Exercise directions:
Could you edit the entries below by replacing "pointing benchmark" with "localization test" wherever it occurs, keeping every other part unchanged?

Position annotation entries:

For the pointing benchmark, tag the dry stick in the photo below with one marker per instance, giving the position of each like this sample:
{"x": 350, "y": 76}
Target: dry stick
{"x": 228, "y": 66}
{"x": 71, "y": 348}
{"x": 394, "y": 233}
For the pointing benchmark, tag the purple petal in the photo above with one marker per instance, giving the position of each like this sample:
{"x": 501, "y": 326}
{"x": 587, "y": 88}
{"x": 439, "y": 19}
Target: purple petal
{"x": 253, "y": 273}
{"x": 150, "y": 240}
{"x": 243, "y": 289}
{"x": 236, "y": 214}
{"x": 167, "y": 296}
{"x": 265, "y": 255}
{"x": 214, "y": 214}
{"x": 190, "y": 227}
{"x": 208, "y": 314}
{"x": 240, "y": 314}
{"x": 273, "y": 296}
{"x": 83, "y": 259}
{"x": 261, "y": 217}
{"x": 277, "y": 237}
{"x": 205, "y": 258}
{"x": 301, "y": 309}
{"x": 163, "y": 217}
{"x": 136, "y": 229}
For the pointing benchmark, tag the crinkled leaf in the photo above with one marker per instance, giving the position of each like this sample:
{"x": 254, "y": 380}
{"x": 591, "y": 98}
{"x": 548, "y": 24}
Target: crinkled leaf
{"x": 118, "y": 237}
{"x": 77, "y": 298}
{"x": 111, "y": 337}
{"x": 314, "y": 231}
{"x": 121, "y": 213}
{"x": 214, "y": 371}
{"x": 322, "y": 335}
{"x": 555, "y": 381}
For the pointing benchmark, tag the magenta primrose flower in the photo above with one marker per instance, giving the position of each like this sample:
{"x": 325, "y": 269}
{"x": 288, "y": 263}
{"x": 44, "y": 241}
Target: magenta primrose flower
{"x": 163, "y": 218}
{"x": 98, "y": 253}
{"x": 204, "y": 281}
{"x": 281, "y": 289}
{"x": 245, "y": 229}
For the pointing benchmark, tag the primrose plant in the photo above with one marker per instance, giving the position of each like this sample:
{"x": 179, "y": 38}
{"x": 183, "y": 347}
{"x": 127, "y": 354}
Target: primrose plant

Solution:
For the localization test, tag the dry stick in the photo below with one marker per instance, giving the position of each like this sample:
{"x": 350, "y": 76}
Target: dry stick
{"x": 228, "y": 66}
{"x": 71, "y": 348}
{"x": 394, "y": 233}
For the localization test, tag the purple petal in the photo above with one marker per instance, giving the position of each like this sample:
{"x": 501, "y": 326}
{"x": 587, "y": 88}
{"x": 439, "y": 19}
Target: purple petal
{"x": 253, "y": 273}
{"x": 150, "y": 240}
{"x": 243, "y": 289}
{"x": 236, "y": 214}
{"x": 167, "y": 296}
{"x": 265, "y": 255}
{"x": 214, "y": 214}
{"x": 190, "y": 227}
{"x": 208, "y": 314}
{"x": 240, "y": 314}
{"x": 273, "y": 296}
{"x": 83, "y": 259}
{"x": 261, "y": 217}
{"x": 277, "y": 237}
{"x": 205, "y": 258}
{"x": 301, "y": 309}
{"x": 163, "y": 217}
{"x": 136, "y": 229}
For the localization test, tag the crinkled leaf in the photo above with one marker per instance, giving the position of each like this sample:
{"x": 254, "y": 380}
{"x": 591, "y": 98}
{"x": 548, "y": 24}
Target: crinkled leaf
{"x": 118, "y": 237}
{"x": 77, "y": 298}
{"x": 111, "y": 337}
{"x": 314, "y": 231}
{"x": 121, "y": 213}
{"x": 214, "y": 371}
{"x": 322, "y": 335}
{"x": 555, "y": 381}
For the localization test, tag the magenta primrose flower in the photo above with one marker per instance, giving the position of each like this sample:
{"x": 325, "y": 269}
{"x": 288, "y": 263}
{"x": 44, "y": 241}
Target: magenta primrose flower
{"x": 163, "y": 218}
{"x": 98, "y": 253}
{"x": 204, "y": 281}
{"x": 281, "y": 289}
{"x": 245, "y": 229}
For the localization test, tag the primrose plant in the photo above with one marker per instance, giving the position of each like this sample:
{"x": 179, "y": 38}
{"x": 183, "y": 347}
{"x": 127, "y": 354}
Target: primrose plant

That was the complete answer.